"""

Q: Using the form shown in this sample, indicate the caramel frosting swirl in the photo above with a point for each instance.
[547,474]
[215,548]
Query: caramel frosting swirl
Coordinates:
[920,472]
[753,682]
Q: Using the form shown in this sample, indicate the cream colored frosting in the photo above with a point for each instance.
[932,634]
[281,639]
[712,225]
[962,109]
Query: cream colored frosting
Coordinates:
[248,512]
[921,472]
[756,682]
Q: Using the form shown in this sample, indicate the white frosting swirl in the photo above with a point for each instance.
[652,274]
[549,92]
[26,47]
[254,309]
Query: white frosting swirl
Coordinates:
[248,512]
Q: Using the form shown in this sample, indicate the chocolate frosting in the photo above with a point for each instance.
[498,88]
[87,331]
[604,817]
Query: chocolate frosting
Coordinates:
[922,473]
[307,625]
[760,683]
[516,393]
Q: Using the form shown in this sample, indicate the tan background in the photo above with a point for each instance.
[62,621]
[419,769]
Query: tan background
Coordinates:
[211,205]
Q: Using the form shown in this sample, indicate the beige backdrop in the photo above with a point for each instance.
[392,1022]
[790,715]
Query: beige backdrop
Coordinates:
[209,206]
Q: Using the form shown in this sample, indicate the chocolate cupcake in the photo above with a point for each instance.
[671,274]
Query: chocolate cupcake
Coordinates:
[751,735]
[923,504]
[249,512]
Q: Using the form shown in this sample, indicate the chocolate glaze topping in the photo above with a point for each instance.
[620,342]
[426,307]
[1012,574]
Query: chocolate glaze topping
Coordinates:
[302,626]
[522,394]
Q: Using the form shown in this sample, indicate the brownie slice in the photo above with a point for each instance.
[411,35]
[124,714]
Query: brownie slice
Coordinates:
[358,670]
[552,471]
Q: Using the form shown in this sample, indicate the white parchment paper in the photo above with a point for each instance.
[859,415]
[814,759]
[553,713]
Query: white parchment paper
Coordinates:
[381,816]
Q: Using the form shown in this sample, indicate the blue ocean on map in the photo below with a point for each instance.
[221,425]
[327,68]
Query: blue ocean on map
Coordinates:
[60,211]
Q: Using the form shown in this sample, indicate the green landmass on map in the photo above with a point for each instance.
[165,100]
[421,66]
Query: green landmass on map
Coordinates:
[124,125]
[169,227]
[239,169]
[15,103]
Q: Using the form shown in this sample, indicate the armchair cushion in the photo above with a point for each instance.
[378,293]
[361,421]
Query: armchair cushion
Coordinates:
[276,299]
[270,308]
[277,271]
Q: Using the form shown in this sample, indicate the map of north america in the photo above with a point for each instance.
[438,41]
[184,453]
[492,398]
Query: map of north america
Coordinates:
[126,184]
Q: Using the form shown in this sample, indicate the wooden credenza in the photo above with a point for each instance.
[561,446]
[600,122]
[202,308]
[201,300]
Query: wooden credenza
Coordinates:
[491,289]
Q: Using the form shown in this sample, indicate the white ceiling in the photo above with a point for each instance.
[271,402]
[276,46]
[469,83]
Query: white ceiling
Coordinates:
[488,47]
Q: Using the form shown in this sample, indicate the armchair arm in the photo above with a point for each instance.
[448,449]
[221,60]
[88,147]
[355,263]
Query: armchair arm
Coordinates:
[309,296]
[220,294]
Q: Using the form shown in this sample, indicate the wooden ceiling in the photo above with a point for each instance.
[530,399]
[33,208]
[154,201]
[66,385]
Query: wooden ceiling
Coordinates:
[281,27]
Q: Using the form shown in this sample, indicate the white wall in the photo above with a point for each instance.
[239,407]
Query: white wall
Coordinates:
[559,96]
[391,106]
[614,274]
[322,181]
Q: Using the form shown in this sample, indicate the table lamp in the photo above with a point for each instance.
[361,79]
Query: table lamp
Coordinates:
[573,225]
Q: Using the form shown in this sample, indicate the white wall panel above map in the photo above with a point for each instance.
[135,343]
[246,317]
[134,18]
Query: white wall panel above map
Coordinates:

"""

■ **INSTRUCTIONS FOR THE TASK**: State in a single number how many lines in the data include the word "parchment".

■ **EXERCISE ANSWER**: 2